Goal: Update the rows from the line containing "Put one point on every instance of the white background" through the end of the records, changing "wildlife-count log" to "plant survey log" and leaving everything else as it is.

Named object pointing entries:
##########

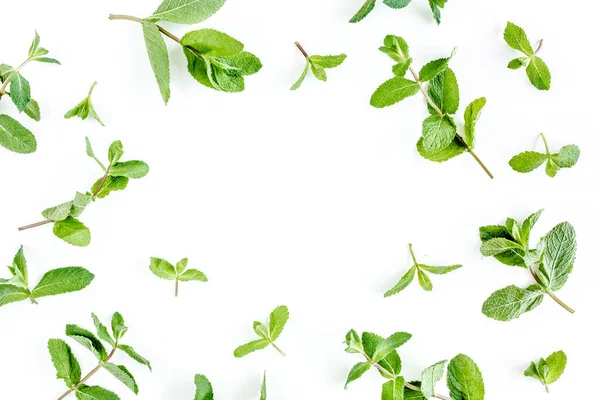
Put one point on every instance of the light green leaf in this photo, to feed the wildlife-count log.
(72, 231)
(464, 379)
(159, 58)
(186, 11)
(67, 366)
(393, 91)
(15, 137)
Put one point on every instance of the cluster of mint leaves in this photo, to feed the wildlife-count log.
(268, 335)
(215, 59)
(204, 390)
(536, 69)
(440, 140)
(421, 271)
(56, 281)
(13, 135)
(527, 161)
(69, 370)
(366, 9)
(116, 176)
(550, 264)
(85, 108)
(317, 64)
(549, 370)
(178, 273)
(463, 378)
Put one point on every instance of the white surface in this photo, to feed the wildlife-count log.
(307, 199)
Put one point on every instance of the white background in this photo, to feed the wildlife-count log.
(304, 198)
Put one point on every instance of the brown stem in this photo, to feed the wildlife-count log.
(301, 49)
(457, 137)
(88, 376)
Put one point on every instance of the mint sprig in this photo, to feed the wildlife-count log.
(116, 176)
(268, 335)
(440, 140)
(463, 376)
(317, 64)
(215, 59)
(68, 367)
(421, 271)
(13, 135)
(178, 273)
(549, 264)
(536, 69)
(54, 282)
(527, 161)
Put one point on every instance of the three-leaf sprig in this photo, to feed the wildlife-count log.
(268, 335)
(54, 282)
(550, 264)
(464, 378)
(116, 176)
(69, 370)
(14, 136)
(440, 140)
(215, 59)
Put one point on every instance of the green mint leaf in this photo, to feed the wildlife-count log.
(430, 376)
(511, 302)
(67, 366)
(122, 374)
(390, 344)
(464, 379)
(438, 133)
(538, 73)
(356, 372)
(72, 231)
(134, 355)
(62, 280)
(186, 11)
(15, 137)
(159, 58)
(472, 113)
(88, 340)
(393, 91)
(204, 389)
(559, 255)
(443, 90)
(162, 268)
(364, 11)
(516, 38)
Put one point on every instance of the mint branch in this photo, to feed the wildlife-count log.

##########

Complete response:
Put one point on every instance of the white background in this photo, to feed the plant survey log.
(304, 198)
Put one point on every instance of the brown stem in this photo, to feed the plant survey log.
(301, 49)
(457, 137)
(88, 376)
Put one point on every instance of the mint sprig in this photo, to feed the plant survey log.
(116, 176)
(268, 335)
(440, 140)
(463, 376)
(317, 64)
(215, 59)
(68, 367)
(421, 271)
(13, 135)
(178, 273)
(549, 264)
(536, 69)
(54, 282)
(527, 161)
Put one point on every instance of the three-leaf sprig in this photo, to feed the plant survey log.
(268, 335)
(54, 282)
(550, 264)
(464, 378)
(116, 176)
(69, 370)
(14, 136)
(440, 140)
(215, 59)
Put one point on every instance of the green mint leaf in this photo, to feed the plant survey log.
(430, 376)
(511, 302)
(67, 366)
(122, 374)
(390, 344)
(464, 379)
(438, 133)
(538, 73)
(356, 372)
(72, 231)
(134, 355)
(62, 280)
(186, 11)
(15, 137)
(159, 58)
(472, 113)
(88, 340)
(393, 91)
(204, 389)
(559, 255)
(443, 90)
(162, 268)
(364, 11)
(516, 38)
Put one point on every instance of the mint branch in this photo, to feed the plant survey log.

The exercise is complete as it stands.